[Stored data entries]
<<<<

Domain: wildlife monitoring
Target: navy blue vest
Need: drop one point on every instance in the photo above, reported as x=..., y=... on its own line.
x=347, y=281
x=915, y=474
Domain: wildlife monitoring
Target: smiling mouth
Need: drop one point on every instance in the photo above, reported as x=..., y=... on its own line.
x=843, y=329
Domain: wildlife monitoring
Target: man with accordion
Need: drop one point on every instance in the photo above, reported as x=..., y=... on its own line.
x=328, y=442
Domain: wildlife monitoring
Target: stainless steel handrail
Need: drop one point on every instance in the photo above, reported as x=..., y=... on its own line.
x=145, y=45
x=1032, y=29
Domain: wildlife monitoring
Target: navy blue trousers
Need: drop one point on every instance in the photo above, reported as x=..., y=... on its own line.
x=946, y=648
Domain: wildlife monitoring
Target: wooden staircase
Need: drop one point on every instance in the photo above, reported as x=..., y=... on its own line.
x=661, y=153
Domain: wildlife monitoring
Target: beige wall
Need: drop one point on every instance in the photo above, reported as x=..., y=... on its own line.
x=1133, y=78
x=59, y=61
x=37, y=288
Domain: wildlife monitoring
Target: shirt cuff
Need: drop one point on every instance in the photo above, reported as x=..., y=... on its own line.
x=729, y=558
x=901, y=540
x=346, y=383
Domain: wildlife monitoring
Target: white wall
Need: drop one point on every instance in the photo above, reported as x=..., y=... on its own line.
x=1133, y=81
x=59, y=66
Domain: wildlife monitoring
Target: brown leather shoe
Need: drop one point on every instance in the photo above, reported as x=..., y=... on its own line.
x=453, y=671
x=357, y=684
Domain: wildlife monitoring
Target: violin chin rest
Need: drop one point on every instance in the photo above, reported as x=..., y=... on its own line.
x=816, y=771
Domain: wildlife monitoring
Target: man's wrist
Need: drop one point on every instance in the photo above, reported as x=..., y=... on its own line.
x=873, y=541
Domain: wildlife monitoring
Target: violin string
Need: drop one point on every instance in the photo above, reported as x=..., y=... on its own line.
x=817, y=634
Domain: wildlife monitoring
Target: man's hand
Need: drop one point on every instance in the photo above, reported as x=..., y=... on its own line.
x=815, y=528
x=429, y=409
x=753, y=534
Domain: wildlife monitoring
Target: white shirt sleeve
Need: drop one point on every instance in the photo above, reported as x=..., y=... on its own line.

>>>>

WHAT YOU NEED TO DO: The records above should be repeated word for word.

SOLVED EXERCISE:
Domain: wildlife monitoring
Target: navy blue vest
Need: drop one point on every instance in the photo above, reported as x=..., y=... on its own line.
x=347, y=281
x=915, y=474
Domain: wildlife monitoring
Target: smiling mouth
Need: drop one point on every instance in the photo above, reported as x=..., y=... on its own line.
x=843, y=329
Domain: wildlife monitoring
Target: man with accordion
Need: drop one point on every instance in the photo above, reported as x=..., y=... on its own line.
x=328, y=442
Domain: wildlife monitoring
Target: stainless steel handrail
Need: drop one point on every instance in the photo above, reported as x=..., y=... on its own line.
x=145, y=45
x=1032, y=29
Domain: wildlife monitoring
Target: navy blue trousers
Need: drop one point on every instance in the photo above, reported as x=..., y=... on its own line.
x=946, y=648
Domain: wildlife monitoring
Target: wooden staircase
Need: drop one point on every instance in the photo above, reported as x=..., y=... on its own line.
x=661, y=153
Domain: wildlife monitoring
Target: beige wall
Need: drop one point on every instance in the photo above, reported as x=..., y=... on its own line.
x=1133, y=78
x=59, y=61
x=37, y=288
Domain: wildlife monitoring
Target: shirt cuff
Need: drop one point on every instance in the photo above, reported as x=..., y=... on its own line.
x=729, y=558
x=901, y=540
x=346, y=383
Domain: wildlife monitoring
Target: white wall
Need: drop one point on every instance in the photo above, reported as x=..., y=... on its own line.
x=1133, y=81
x=59, y=66
Domain: wildlife monitoring
Target: brown leather shoe
Need: drop one point on every instance in the photo above, reported as x=..., y=... on its own line.
x=453, y=671
x=357, y=684
Domain: wildlife monitoring
Target: violin chin rest
Need: drop one point on every instance in the photo above, reported as x=..., y=... on its own line.
x=816, y=771
Domain: wildlife monitoring
Target: man's wrist
Need: drop one point on every instance in the photo above, reported as x=..., y=... on its own line.
x=873, y=541
Domain: wildlife monitoring
Target: violin string
Need: drop one point on every instance in the photo above, reported as x=..., y=... on its own line.
x=817, y=634
Domain: wildlife monitoring
Target: man's hand
Need: drop one point on every instance in the photo above, reported as x=..., y=... on its own line.
x=815, y=528
x=429, y=409
x=753, y=534
Domain: wildlife monitoring
Target: white shirt sleeve
Need: drop one point on every instance in the photo above, reported as x=..., y=... on its own line.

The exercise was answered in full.